Everybody’s House
A decade of the United Front Multicultural Center
by Ryan T. Blystone
Studentsphoto by Luis Garcia

Chris Wilson grew up in a poor, black neighborhood in Detroit, but the United Front Multicultural Center at USD will always be home.

“The UF gave me a place I found comfort in,” says Wilson ’03. “It was a space for people of color to let our guard down. I owe UF a lot for helping me find my place in the world.”

Wilson, USD’s first Ethnic Studies graduate and first African-American Associated Students president, also takes pleasure in recalling those he met inside Room 128, a ground-floor space in the Hahn University Center. “The UF created people who care,” he says. “It sparked my knowledge. It’s not technically a classroom, but it was a classroom.”

The center’s dynamic is immediately welcoming. There’s an inspirational mural covering the left wall, with colors and symbols representing student organizations. Three comfortable couches serve as a social hotspot. Behind the couches are the office spaces of 11 student organizations.

“To me it’s a space where all students are welcome and feel safe enough to explore their identity and really grapple with some of the struggles that come with some of those identities,” says Kimberley Fernandes, the center’s assistant director.

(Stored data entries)

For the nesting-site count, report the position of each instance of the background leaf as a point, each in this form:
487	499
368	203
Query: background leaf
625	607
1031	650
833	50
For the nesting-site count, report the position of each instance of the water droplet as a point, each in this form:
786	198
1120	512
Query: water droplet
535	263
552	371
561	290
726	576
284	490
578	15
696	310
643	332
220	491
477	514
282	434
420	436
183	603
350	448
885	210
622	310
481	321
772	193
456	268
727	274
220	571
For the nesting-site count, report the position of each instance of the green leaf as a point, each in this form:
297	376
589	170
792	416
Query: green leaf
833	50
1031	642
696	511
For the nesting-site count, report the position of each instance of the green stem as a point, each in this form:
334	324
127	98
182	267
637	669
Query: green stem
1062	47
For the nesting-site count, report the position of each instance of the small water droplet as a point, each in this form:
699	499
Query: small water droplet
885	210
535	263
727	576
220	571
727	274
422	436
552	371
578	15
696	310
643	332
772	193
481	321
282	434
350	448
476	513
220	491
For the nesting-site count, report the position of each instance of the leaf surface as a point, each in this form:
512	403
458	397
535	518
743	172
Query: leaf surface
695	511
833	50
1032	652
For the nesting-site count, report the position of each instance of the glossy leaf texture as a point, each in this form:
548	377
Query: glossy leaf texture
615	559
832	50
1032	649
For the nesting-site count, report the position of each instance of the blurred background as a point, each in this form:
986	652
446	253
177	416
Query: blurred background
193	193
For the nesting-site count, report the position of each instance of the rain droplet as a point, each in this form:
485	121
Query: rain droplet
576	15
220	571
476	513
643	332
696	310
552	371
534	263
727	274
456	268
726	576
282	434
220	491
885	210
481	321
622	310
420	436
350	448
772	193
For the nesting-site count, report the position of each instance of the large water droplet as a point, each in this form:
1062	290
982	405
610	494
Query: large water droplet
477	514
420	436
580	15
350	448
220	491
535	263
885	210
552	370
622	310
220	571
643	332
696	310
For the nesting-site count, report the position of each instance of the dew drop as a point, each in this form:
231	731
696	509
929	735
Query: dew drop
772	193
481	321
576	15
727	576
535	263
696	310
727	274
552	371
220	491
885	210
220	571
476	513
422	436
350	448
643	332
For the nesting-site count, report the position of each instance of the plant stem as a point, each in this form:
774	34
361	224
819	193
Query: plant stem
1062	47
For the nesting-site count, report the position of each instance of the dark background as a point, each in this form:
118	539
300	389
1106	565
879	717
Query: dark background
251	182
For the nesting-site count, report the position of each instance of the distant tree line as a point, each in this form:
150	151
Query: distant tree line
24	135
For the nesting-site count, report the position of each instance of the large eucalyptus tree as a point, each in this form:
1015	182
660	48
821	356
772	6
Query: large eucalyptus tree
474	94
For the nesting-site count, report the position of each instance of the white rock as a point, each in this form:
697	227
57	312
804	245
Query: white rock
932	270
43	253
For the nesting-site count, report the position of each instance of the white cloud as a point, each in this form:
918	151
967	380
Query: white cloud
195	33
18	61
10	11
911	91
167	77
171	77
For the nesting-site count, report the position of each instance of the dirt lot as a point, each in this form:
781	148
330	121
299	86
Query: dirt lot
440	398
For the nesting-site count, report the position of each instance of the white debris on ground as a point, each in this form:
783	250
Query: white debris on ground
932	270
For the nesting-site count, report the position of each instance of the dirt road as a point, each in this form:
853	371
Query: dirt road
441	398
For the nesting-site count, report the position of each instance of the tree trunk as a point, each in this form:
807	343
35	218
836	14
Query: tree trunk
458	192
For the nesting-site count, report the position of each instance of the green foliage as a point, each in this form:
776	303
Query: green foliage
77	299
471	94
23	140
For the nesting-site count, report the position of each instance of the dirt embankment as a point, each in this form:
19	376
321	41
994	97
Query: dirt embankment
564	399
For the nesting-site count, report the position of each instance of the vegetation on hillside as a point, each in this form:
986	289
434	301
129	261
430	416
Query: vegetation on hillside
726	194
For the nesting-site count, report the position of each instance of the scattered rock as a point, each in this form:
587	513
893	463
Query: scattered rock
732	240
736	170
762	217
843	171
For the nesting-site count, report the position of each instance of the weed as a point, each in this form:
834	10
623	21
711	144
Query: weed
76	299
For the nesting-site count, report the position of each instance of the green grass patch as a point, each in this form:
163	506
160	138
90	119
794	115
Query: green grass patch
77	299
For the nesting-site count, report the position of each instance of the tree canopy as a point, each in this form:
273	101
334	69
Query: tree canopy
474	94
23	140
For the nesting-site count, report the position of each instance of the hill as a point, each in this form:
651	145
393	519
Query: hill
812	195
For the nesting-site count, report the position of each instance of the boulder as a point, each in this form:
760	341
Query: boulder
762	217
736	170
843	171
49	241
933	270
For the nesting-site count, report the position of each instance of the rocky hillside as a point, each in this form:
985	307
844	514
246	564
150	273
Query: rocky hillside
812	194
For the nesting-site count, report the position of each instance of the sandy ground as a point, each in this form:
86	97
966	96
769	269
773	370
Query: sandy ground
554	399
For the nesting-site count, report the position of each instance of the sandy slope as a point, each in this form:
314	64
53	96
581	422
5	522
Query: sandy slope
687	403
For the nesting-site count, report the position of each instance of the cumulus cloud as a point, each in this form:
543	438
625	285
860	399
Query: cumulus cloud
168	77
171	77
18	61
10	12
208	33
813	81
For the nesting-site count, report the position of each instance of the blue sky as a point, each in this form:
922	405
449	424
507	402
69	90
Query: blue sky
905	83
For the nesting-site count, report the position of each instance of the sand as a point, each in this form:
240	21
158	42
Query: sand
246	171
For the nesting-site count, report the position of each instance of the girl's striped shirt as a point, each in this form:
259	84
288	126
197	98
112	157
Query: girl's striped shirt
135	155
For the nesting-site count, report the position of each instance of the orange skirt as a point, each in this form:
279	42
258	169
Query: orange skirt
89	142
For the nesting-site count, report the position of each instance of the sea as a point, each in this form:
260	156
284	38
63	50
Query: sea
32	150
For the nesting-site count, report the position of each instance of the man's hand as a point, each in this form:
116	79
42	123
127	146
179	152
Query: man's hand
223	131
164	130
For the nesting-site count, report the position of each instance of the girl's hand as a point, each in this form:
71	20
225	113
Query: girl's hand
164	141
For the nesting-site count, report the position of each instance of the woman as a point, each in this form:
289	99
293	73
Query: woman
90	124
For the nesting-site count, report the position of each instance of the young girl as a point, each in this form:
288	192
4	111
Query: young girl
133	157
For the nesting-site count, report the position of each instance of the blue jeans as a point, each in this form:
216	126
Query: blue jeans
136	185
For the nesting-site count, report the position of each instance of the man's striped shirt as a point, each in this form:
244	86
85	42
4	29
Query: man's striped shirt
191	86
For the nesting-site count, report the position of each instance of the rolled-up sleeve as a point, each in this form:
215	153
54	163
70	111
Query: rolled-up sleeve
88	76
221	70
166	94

• **Exercises**
- A) According to the article on the United Front Multicultural Center, how many student organizations have office spaces behind the couches?
- B) Print everything in the United Front Multicultural Center article from "Everybody’s House" down to "always be home.".

• **Numbered answers**
- A) 11

- B)
Everybody’s House
A decade of the United Front Multicultural Center
by Ryan T. Blystone
Studentsphoto by Luis Garcia

Chris Wilson grew up in a poor, black neighborhood in Detroit, but the United Front Multicultural Center at USD will always be home.